[[ Page text open ]]
Let the bird sit on your hand in a quiet room.

While looking into the eyes of your parrot repeat it's name over and over again in a slow clear voice.

If the bird tries to say it's name, reward it with it's favourite treat and use praise.

You will need to be prepared to teach your parrot at least twice a day for 5 to 10 minutes every day. Some people believe birds learn groups of words faster than single words. Patience and repetition are real keys to success. Don't be surprised if it takes 6 months for your pet to say a single word. 

Teach your Parrot to Step up

Steve Coppell - Sunday, July 31, 2011

Parrots have been kept for pets for centuries, since before the Roman times. For many people these creatures are revered for there colourful appearance, character and charm. New Zealand is home to six native species of parrot, though they aren't to be kept as pets because they are under threat and so are protected. 

The shape of a parrots beak offers clues about it's proffered diet. Whether it has a small compact bill designed to remove grass seeds from stalks and husks like the Cockatiel and Budgerigar, or the relatively larger beak of the Amazons and Greys for tackling a variety of fruits and seeds, or the thin bill of the Kea which is used to probe for insects.

As keeping birds for pets has become increasingly  popular, so our knowledge has improved with regard to the different species dietary needs and requirements. Some breeds of Parrot can live for 80 years and beyond. A good diet is an important aspect when you consider what provides the best outcome for a happy healthy Parrot.

That being said, Tails has a huge range of food and supplements specially designed for all your pet birds dietary needs. These are just a few.
[[ Page text closed ]]
Requirement 1:
How would you say "Patience and repetition are real keys to success." from the parrot page in Spanish?
Requirement 2:
Transcribe the parrot page starting at "The shape of" and ending at "just a few.".
The listing after this point has no connection to the parrot page.
[[ Excerpted data open ]]
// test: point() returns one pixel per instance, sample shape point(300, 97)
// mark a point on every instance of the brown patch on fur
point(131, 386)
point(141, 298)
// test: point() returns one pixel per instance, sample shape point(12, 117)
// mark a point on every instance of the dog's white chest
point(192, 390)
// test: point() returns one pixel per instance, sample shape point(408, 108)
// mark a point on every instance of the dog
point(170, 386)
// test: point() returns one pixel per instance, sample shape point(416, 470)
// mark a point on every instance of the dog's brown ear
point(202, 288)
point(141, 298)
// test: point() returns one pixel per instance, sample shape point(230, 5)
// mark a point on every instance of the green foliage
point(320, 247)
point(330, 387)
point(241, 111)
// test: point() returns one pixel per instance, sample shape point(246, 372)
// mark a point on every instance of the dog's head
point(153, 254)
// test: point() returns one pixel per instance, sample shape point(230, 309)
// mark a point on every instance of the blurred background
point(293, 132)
[[ Excerpted data closed ]]
Task output 1:
La paciencia y la repetición son verdaderas claves del éxito.

Task output 2:
The shape of a parrots beak offers clues about it's proffered diet. Whether it has a small compact bill designed to remove grass seeds from stalks and husks like the Cockatiel and Budgerigar, or the relatively larger beak of the Amazons and Greys for tackling a variety of fruits and seeds, or the thin bill of the Kea which is used to probe for insects.

As keeping birds for pets has become increasingly  popular, so our knowledge has improved with regard to the different species dietary needs and requirements. Some breeds of Parrot can live for 80 years and beyond. A good diet is an important aspect when you consider what provides the best outcome for a happy healthy Parrot.

That being said, Tails has a huge range of food and supplements specially designed for all your pet birds dietary needs. These are just a few.